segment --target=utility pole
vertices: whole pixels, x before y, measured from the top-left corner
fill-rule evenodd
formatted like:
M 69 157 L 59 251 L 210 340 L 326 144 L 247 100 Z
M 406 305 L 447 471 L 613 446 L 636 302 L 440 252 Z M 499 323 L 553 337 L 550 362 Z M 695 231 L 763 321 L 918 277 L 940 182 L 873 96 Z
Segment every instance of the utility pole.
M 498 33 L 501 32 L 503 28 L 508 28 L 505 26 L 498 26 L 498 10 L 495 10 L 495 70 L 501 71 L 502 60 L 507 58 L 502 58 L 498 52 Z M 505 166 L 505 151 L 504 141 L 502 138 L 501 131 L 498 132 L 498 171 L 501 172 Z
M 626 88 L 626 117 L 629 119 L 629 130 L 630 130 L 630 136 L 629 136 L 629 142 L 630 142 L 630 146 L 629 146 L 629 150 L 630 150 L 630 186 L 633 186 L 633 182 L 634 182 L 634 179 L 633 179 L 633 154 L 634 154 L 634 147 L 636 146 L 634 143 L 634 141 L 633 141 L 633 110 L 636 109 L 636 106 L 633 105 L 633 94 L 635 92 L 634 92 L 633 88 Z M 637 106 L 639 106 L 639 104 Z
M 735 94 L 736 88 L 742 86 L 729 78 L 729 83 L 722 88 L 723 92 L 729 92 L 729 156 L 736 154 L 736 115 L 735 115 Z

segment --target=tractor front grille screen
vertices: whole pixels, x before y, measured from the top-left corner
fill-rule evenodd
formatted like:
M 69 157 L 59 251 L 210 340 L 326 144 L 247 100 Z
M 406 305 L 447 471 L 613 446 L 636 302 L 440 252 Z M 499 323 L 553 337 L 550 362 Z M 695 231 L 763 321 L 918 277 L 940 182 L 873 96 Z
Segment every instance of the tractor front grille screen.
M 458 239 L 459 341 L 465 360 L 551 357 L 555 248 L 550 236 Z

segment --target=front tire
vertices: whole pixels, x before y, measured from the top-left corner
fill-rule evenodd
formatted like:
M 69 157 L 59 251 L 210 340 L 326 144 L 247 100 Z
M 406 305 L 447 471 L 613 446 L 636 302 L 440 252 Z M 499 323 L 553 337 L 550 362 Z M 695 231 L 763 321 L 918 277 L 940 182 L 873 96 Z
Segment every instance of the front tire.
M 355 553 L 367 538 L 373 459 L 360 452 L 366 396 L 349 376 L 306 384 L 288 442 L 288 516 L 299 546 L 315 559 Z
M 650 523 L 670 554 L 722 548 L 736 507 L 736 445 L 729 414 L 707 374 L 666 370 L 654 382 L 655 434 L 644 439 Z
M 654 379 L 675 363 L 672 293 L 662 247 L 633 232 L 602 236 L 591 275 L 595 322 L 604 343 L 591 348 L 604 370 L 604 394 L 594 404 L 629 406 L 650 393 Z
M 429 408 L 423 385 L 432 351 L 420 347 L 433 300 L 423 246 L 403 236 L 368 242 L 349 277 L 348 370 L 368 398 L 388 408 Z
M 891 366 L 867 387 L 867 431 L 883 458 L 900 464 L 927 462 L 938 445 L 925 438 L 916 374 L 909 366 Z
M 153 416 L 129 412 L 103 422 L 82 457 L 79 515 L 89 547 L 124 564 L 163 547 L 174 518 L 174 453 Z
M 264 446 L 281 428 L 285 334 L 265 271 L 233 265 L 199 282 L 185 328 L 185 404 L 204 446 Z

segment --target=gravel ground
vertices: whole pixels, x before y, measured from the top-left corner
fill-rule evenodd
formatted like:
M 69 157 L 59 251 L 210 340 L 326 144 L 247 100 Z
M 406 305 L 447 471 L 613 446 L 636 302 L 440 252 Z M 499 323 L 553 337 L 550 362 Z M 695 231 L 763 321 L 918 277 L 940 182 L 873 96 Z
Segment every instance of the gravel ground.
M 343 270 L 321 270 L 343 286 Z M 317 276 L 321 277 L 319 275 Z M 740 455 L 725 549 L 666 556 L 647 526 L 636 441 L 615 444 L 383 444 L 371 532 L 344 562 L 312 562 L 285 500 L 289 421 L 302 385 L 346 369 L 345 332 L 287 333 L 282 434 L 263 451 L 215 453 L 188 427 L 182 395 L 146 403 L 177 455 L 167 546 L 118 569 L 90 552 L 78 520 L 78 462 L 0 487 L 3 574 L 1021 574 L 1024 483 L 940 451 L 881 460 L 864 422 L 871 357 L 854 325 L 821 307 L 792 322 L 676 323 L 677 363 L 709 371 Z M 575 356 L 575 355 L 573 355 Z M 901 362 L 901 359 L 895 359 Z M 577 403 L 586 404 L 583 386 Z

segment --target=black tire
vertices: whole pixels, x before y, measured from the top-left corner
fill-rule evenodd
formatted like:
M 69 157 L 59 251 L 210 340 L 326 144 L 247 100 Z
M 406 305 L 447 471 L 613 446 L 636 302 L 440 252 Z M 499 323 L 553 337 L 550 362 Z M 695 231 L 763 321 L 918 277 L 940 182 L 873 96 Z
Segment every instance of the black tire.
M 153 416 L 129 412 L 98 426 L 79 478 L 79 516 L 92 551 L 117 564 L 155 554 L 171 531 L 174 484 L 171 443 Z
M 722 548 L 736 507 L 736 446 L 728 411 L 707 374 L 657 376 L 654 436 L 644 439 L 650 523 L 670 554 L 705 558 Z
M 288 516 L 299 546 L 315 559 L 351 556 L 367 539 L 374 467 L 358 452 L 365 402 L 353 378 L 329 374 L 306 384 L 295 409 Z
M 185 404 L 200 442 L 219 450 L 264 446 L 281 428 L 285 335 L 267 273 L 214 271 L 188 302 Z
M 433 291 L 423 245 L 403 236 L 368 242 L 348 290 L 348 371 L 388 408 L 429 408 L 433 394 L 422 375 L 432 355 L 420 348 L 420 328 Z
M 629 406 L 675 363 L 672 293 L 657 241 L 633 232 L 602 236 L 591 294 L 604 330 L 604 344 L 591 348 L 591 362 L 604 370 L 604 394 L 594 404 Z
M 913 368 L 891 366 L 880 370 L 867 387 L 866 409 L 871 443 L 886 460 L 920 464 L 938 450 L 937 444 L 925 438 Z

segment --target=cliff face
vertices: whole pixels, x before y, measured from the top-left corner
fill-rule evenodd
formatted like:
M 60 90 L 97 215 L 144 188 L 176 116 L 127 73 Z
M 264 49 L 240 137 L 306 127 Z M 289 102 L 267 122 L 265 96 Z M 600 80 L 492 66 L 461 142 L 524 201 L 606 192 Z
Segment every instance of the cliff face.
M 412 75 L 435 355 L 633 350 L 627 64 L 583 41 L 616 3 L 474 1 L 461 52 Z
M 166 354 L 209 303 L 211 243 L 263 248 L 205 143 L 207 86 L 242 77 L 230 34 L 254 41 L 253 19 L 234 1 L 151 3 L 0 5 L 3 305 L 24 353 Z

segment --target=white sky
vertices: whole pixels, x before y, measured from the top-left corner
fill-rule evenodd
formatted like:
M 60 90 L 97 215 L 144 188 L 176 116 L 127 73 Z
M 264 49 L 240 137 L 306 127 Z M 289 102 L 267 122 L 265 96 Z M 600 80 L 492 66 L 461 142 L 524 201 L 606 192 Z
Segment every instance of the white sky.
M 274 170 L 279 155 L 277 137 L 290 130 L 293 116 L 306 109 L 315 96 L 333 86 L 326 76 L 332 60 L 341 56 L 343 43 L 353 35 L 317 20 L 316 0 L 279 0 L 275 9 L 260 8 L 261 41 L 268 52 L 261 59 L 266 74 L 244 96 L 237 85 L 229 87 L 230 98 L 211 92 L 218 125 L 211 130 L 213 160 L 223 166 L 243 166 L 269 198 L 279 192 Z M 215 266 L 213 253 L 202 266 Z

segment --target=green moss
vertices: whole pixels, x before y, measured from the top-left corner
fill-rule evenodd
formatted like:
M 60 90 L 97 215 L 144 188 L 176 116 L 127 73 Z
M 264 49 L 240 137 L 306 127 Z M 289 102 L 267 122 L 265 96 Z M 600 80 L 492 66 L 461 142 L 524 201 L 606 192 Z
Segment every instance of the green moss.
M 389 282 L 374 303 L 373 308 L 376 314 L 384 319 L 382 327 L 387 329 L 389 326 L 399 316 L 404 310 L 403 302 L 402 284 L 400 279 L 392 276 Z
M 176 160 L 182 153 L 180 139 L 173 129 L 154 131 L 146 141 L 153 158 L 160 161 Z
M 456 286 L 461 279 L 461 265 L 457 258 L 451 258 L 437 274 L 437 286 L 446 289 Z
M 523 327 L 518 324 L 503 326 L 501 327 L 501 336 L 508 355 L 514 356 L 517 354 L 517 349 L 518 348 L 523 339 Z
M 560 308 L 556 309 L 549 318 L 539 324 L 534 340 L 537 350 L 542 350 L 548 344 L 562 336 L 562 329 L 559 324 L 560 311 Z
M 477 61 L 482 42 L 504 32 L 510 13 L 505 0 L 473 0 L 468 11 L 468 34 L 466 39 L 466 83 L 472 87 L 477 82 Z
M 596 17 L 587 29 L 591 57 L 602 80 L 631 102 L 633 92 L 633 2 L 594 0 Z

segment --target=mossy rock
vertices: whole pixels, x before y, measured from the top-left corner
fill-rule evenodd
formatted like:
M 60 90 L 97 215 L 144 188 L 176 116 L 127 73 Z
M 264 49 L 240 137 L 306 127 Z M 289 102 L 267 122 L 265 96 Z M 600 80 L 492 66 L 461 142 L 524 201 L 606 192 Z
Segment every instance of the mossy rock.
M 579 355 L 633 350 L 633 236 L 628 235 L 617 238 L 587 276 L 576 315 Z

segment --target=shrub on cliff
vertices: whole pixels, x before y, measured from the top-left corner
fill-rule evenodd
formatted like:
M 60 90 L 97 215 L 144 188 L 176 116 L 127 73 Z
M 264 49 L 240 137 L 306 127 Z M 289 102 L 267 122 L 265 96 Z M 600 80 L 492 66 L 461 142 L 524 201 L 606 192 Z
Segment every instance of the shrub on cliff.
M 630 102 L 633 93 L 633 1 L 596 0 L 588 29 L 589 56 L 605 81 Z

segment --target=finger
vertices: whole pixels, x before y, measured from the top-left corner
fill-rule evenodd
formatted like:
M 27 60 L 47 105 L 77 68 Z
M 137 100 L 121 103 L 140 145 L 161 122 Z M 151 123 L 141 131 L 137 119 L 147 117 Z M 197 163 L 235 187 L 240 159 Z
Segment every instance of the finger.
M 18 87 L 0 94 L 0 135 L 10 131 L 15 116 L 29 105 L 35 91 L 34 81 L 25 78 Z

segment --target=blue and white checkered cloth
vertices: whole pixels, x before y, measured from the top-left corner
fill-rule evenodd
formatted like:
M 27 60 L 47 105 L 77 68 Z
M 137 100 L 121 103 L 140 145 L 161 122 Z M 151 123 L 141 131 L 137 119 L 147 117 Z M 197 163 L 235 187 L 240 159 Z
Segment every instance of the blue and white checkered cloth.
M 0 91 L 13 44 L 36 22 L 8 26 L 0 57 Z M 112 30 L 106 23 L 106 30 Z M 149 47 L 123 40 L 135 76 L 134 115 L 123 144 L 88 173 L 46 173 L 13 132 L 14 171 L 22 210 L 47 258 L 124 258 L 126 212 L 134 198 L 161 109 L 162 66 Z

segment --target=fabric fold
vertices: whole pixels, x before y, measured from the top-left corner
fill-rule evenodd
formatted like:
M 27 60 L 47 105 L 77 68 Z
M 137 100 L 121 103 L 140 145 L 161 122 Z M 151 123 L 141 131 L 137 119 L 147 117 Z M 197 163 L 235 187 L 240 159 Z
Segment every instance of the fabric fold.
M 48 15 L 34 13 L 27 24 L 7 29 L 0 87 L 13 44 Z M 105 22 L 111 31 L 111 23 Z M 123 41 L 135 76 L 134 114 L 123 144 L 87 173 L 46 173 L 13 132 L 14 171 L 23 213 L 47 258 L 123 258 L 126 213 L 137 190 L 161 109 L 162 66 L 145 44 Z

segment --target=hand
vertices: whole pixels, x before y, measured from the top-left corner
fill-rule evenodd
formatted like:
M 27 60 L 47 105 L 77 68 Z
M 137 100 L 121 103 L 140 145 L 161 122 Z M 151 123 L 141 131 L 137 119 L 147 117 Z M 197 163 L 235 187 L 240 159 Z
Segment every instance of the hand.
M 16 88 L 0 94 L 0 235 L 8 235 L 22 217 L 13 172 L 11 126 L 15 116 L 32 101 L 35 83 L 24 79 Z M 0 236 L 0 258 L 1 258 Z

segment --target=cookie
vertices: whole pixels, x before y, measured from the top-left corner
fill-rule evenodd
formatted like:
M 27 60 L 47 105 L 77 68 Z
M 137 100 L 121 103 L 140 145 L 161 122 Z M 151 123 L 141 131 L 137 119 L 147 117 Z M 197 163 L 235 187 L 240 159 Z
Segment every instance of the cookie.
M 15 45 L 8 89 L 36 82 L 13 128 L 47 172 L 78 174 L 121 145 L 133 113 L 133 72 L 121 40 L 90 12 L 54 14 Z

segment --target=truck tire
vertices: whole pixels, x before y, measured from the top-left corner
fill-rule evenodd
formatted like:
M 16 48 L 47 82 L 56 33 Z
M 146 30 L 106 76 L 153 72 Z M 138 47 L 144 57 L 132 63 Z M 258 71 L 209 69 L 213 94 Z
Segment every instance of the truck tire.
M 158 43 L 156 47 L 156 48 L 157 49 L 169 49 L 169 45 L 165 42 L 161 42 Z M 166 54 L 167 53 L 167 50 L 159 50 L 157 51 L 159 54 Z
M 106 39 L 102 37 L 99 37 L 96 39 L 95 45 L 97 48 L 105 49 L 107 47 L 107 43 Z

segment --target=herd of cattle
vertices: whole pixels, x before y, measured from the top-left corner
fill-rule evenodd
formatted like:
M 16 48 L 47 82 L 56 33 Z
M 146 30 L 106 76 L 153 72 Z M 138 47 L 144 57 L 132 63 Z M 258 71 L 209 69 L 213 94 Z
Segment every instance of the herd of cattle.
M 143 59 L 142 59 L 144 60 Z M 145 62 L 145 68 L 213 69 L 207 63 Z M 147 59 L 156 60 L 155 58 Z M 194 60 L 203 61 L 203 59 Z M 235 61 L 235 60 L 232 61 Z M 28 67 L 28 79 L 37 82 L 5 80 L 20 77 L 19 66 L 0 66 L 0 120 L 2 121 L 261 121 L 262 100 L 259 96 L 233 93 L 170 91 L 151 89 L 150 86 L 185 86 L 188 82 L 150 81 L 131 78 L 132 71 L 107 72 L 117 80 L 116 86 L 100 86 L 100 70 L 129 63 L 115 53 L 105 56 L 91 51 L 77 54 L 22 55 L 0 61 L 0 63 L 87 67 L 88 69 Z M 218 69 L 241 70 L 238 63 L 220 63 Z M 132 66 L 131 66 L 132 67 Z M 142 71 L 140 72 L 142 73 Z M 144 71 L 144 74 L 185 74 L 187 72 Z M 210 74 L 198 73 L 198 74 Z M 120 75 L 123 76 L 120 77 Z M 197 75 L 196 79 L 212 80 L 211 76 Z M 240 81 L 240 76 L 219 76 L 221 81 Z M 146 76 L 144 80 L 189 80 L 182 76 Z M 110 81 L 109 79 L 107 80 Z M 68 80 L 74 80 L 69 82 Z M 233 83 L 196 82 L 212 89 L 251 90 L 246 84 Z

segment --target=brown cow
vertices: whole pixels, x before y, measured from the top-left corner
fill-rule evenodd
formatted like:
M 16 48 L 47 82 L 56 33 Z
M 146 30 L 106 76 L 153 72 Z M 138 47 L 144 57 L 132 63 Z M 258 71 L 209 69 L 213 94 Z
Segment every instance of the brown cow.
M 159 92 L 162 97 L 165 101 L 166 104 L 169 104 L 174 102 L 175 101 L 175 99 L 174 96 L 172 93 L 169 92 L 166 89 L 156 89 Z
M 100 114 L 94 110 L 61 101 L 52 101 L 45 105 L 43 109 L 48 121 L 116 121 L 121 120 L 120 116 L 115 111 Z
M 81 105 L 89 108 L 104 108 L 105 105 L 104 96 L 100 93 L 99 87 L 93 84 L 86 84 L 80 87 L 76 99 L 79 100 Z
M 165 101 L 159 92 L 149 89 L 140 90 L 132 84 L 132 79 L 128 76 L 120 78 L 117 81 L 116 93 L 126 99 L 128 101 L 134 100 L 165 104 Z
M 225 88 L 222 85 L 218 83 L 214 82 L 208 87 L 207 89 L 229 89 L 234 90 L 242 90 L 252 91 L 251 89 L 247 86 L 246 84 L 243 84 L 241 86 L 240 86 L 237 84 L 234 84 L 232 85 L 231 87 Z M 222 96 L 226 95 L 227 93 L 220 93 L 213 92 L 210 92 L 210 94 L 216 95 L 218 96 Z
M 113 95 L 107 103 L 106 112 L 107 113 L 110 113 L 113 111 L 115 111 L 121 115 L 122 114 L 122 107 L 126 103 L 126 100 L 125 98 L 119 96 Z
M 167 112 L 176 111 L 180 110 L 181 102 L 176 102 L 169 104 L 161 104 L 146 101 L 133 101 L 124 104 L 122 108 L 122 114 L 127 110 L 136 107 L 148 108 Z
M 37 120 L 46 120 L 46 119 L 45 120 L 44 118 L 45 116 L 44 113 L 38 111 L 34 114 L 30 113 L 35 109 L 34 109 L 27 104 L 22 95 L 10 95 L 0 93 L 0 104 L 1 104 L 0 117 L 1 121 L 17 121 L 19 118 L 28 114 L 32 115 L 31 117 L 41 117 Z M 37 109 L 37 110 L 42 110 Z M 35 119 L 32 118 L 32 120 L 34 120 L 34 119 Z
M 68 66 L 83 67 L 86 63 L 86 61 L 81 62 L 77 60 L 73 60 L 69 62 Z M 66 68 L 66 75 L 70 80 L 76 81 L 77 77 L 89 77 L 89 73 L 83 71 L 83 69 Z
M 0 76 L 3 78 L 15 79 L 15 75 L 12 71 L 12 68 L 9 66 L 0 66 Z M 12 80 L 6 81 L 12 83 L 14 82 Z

====

Arrange the records as a numbered list, starting at the very beginning and ending with the line that contains "M 498 33 L 501". Leave out any blank lines.

1. segment --target=utility pole
2. vertices: whole pixels, x before y, measured from the top-left corner
3. fill-rule evenodd
4. formatted like:
5. M 69 157 L 59 251 L 210 340 L 326 144 L 247 100 Z
6. M 406 305 L 447 471 L 613 446 L 636 302 L 440 252 Z M 499 323 L 553 337 L 550 362 Z M 695 231 L 763 321 L 918 277 L 940 182 L 873 96 Z
7. Segment every instance of the utility pole.
8. M 498 33 L 501 32 L 503 28 L 508 28 L 505 26 L 498 26 L 498 10 L 495 10 L 495 70 L 501 71 L 502 60 L 507 58 L 502 58 L 498 52 Z M 505 166 L 505 151 L 504 141 L 502 138 L 501 131 L 498 132 L 498 171 L 501 172 Z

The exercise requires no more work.